- _Challenge_
Gather every line below that contains the string "stone", matching case exactly.

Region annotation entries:
--------------------------------
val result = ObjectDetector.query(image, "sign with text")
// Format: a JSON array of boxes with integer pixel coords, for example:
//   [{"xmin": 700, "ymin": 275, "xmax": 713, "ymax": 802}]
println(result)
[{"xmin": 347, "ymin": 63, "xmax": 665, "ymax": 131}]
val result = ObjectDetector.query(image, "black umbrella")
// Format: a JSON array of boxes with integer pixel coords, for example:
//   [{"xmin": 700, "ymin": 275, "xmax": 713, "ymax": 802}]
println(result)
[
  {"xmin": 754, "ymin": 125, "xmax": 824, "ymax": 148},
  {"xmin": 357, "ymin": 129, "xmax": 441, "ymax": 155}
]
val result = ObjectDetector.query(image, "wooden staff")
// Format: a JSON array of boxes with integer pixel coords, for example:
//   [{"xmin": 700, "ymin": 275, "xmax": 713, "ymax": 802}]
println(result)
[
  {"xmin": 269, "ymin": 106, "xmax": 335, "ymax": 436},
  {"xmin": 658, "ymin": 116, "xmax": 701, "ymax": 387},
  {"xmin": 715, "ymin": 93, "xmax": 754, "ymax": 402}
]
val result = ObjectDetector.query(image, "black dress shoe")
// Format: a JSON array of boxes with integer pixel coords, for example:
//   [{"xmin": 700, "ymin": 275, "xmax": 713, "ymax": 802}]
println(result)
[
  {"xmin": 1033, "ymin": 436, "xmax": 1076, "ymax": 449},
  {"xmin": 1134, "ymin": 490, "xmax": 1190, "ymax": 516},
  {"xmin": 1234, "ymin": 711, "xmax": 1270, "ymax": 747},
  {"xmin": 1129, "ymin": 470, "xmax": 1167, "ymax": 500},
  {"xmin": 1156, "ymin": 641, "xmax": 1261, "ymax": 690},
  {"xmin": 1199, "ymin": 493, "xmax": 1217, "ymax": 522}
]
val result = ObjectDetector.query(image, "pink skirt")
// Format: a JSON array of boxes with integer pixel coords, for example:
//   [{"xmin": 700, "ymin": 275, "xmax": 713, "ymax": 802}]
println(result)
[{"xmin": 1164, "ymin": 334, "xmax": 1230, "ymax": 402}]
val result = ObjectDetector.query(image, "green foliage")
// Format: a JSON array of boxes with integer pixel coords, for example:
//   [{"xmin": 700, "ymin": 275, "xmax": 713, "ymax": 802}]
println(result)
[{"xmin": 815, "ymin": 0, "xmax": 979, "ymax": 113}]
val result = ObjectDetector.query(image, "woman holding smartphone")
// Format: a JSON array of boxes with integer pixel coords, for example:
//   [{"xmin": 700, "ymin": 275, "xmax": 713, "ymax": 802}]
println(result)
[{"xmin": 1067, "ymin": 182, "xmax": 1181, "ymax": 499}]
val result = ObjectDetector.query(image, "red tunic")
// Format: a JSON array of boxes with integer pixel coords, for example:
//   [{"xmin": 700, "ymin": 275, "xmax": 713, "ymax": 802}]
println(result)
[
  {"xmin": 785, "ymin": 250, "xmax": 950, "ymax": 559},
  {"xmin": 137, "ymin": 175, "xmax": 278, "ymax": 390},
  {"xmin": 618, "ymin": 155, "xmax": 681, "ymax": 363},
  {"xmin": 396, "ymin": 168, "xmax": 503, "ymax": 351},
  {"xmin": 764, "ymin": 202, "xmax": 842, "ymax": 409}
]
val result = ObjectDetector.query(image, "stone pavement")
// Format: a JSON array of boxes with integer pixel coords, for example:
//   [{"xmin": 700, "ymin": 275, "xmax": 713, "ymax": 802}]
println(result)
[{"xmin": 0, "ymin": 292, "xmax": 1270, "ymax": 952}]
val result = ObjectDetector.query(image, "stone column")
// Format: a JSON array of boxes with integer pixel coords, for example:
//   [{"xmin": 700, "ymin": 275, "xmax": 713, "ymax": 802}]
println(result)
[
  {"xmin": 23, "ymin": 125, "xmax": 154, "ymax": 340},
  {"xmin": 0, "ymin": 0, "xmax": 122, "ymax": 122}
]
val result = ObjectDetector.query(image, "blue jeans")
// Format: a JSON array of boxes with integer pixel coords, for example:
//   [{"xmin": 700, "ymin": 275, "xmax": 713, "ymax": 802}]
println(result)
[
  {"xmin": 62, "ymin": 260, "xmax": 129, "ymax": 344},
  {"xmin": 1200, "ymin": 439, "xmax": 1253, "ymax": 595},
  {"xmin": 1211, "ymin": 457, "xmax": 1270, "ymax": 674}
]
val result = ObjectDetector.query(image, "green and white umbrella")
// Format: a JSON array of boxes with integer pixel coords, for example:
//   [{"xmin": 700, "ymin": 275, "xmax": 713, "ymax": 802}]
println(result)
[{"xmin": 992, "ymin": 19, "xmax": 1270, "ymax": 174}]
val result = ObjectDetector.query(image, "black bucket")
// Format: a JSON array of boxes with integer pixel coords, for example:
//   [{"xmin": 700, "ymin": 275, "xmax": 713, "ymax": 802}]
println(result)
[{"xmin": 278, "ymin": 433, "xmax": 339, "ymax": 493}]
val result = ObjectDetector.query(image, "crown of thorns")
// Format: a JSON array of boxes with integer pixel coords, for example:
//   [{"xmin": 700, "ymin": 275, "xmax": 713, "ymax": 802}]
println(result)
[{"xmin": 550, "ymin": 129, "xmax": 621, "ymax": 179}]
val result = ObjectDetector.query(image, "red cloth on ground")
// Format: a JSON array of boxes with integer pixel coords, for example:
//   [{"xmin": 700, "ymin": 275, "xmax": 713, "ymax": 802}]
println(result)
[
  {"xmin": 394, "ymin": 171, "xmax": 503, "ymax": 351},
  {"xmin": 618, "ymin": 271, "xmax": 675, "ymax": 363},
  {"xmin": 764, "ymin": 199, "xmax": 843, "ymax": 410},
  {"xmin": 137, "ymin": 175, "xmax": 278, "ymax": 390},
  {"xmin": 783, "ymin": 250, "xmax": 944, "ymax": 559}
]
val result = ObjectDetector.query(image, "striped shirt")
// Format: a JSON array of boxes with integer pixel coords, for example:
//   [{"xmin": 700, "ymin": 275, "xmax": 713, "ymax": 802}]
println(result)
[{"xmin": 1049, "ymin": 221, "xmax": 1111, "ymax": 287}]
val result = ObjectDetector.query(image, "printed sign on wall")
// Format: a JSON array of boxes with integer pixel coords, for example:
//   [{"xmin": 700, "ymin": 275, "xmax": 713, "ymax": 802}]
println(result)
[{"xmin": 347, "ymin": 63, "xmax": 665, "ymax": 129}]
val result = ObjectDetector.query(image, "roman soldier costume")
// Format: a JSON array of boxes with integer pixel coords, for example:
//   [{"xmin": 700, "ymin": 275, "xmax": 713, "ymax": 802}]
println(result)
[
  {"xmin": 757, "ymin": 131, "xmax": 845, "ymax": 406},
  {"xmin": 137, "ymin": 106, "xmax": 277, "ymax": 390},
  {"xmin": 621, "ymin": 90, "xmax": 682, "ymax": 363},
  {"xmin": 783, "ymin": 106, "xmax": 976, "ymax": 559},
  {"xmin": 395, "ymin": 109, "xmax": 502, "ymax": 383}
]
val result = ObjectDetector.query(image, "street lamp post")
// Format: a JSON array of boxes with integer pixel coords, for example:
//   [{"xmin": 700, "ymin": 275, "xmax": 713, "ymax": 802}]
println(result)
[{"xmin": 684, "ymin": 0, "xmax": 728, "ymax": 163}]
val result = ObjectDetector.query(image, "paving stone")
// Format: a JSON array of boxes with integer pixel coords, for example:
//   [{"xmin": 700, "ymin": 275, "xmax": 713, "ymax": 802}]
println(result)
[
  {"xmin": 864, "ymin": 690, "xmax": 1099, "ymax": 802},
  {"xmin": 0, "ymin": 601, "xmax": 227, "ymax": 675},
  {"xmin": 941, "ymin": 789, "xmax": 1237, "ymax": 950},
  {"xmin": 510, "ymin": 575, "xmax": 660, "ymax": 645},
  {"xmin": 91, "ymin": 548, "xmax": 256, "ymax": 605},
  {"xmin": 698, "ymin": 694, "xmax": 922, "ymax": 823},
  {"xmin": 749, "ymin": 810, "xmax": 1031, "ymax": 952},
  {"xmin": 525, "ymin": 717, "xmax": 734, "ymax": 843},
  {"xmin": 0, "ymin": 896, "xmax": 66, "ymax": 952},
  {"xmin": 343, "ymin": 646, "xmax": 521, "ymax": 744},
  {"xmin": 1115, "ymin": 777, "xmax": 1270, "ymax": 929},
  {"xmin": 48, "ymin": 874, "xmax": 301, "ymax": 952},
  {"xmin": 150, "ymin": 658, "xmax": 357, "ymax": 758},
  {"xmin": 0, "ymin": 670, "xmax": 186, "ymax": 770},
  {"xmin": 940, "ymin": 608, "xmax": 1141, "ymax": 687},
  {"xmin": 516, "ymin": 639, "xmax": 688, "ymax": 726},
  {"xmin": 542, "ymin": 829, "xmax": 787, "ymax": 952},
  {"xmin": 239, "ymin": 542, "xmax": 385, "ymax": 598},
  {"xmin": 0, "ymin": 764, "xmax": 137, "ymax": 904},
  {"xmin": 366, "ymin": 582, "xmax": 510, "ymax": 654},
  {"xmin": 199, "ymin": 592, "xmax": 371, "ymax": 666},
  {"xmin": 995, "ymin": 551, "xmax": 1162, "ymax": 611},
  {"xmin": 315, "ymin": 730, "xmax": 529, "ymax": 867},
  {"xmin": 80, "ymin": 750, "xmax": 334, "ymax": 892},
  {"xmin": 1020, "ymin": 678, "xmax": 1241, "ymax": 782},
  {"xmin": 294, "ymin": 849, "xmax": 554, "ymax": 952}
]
--------------------------------
- _Task output_
val result = ObjectDetector.query(image, "stone pavement")
val result = ObjectDetector.query(image, "stone column")
val result = ObjectDetector.query(image, "paving stone")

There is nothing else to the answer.